*** Selection ***

Cash Game Cash Game Played with Friend for 20 Years (1 Viewer)

My original home game started as a $10 weekly Hold'em tournament with just friends. That ran for 4 years pretty much unchanged except that each year we would lose a player or two to the point that when it ended we were lucky to get 6-7 people to show up. I had to recruit new players to keep the game going. Also I was bored with playing $20 tournaments. We would play cash games afterwards until 4-5am and I loved those! The cash games were 25/50c and played pretty big.

Of all the players that played in the beginning only 1 player from my friends group still plays at all and will usually play in my current cash games.

My cash games play much bigger now than when I first started hosting 15+ years ago. Occasionally my friends will want to have a poker game and we will play a $20 tournament. The poker sucks but it is about hanging out with friends. I learned a long time ago that friends and cash game poker don't really mix that well. Even tournaments after a while the losing players get tired of losing all the time and find other things to do.

I found a new group of people that poker is reason we became friends including many people on this site. We play poker on a very regular basis for decent sums of money and it doesn't effect our friendships.

*** Given records ***

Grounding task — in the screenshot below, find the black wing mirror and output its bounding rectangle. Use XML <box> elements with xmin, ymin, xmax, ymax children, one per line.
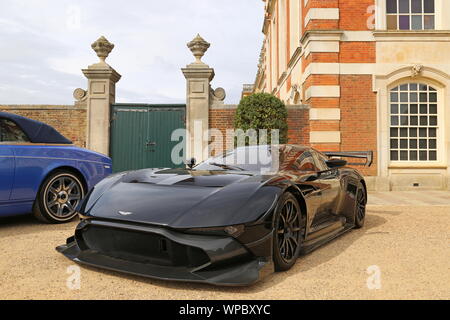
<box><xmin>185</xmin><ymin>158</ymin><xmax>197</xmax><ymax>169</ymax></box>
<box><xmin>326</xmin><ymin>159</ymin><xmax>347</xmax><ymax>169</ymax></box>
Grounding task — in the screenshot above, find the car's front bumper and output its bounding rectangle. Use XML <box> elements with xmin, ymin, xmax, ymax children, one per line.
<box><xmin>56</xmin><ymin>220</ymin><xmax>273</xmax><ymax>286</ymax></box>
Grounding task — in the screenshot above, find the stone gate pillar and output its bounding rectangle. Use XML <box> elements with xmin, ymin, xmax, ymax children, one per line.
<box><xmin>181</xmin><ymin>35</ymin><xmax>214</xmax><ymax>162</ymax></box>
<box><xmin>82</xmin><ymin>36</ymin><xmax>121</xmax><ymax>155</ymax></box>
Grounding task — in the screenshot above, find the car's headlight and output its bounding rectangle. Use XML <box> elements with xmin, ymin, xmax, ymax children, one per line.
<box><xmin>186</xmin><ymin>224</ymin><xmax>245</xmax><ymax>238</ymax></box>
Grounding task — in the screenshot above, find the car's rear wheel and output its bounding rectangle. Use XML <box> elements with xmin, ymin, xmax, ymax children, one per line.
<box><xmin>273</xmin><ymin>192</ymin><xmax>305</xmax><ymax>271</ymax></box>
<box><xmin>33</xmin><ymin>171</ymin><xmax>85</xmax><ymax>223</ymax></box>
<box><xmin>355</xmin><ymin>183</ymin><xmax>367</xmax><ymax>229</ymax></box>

***
*** Given records ***

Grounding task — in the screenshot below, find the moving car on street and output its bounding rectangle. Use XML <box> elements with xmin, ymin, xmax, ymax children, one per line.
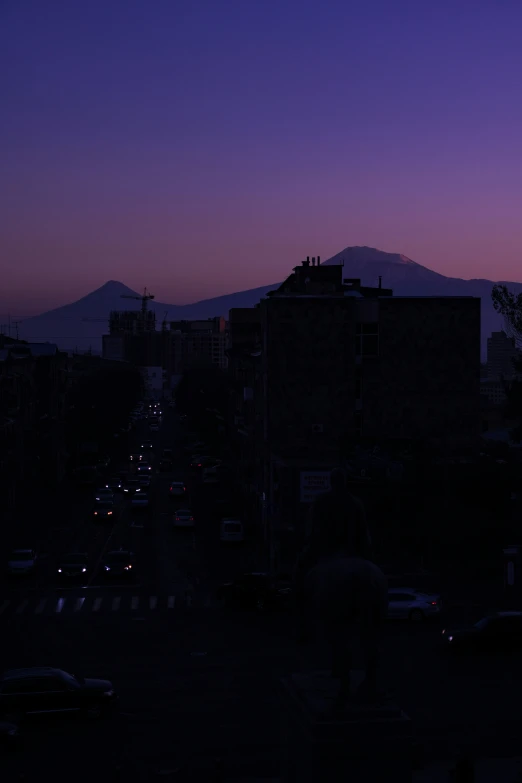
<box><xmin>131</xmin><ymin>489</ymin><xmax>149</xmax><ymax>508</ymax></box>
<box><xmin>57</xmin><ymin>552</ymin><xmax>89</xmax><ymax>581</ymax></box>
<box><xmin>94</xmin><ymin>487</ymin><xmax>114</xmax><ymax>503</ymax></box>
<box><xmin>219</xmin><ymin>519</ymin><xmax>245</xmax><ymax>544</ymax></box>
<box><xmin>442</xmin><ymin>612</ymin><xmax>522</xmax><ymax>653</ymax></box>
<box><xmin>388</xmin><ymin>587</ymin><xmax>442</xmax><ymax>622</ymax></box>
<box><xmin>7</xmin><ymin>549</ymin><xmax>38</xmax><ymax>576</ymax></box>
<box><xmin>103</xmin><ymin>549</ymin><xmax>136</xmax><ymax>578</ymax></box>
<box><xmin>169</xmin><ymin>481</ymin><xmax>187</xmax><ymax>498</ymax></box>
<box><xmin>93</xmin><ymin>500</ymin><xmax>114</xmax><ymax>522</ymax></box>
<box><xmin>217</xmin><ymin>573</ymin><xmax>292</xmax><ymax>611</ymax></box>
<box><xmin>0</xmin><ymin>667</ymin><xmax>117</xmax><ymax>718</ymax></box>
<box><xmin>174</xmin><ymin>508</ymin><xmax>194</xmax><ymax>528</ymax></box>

***

* **Set tasks**
- a) In the poker post, how long did the original $10 weekly Hold'em tournament run?
- b) Quote the poker post word for word, starting at "My original home" and ending at "played pretty big.".

* **Answers for the exercise**
- a) It ran for 4 years.

- b)
My original home game started as a $10 weekly Hold'em tournament with just friends. That ran for 4 years pretty much unchanged except that each year we would lose a player or two to the point that when it ended we were lucky to get 6-7 people to show up. I had to recruit new players to keep the game going. Also I was bored with playing $20 tournaments. We would play cash games afterwards until 4-5am and I loved those! The cash games were 25/50c and played pretty big.